> **What to do**
Rewrite the records from the line that has "roof with a bounding rectangle." through the line that has "xmin=113 ymin=220 xmax=188 ymax=258", adding 13 to every number in the answer coordinates. Copy every other line, including the coordinate format lines, unchanged.

++++

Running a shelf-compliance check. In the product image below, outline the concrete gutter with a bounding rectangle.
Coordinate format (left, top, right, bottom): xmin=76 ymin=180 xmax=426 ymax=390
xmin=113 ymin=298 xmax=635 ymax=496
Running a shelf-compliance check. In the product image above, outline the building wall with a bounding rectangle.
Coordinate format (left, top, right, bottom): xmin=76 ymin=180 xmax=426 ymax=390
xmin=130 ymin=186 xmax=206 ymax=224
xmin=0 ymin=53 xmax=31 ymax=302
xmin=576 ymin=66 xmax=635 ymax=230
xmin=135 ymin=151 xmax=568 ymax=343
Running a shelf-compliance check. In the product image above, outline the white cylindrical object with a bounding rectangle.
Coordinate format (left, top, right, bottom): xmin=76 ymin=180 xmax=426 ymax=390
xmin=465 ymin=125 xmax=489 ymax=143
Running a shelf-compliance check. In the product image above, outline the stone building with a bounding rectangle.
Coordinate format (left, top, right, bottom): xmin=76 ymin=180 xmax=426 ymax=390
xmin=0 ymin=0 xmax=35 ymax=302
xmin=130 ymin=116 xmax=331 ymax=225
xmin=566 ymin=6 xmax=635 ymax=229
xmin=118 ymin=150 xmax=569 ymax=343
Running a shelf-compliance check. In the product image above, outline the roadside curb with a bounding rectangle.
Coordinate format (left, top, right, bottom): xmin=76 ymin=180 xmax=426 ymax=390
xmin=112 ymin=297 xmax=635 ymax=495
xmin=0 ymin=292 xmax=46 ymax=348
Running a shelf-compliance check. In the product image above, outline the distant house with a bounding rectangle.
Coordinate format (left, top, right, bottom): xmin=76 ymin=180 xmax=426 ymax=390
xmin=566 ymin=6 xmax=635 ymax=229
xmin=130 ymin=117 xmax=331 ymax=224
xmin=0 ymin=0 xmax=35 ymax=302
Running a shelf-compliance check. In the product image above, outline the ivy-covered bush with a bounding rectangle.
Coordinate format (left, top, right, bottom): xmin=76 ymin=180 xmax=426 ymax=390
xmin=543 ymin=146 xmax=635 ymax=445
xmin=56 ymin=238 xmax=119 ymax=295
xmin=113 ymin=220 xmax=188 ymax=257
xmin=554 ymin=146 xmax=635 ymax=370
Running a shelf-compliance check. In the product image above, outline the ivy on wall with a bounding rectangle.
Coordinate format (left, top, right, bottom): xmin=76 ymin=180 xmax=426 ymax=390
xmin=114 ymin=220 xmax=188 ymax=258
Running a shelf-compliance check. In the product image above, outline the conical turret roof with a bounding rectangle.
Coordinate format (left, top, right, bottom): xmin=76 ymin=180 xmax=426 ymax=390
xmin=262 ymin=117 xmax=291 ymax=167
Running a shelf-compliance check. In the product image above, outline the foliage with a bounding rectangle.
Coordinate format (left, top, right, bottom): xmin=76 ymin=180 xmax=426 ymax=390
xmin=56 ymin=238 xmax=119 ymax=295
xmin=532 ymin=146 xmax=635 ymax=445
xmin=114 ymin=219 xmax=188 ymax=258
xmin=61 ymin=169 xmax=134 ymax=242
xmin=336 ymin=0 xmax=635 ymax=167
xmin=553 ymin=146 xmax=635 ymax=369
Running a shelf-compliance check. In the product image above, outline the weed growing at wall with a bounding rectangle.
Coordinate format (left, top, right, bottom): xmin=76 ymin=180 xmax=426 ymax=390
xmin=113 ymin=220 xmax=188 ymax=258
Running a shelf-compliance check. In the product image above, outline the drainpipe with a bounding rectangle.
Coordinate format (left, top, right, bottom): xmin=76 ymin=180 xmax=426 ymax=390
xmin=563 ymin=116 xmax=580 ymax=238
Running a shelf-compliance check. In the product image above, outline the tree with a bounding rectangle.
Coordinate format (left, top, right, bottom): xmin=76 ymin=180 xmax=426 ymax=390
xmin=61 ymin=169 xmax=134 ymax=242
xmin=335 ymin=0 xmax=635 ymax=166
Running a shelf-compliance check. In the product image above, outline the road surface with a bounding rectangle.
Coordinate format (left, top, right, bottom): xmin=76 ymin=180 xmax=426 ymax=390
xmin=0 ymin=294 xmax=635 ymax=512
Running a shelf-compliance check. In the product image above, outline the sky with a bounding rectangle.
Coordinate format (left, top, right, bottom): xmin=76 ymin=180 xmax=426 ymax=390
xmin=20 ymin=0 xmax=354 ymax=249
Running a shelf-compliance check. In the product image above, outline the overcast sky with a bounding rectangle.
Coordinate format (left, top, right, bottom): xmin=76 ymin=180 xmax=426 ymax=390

++++

> **Exercise answer**
Running a shelf-compliance check. In the product image above, outline the conical turret roof with a bounding rectangle.
Coordinate format (left, top, right, bottom): xmin=76 ymin=180 xmax=426 ymax=390
xmin=275 ymin=130 xmax=304 ymax=180
Running a shelf-compliance check. In the product image above, outline the foliage with a bounding rectangle.
Coordinate format (left, top, right, bottom): xmin=76 ymin=180 xmax=426 ymax=390
xmin=69 ymin=251 xmax=132 ymax=308
xmin=545 ymin=159 xmax=648 ymax=458
xmin=127 ymin=232 xmax=201 ymax=271
xmin=74 ymin=182 xmax=147 ymax=255
xmin=349 ymin=13 xmax=648 ymax=180
xmin=566 ymin=159 xmax=648 ymax=382
Running a shelf-compliance check. In the product image above, outline the weed growing at wall with a bounding rectangle.
Coordinate format (left, top, right, bottom): xmin=76 ymin=180 xmax=426 ymax=390
xmin=126 ymin=233 xmax=201 ymax=271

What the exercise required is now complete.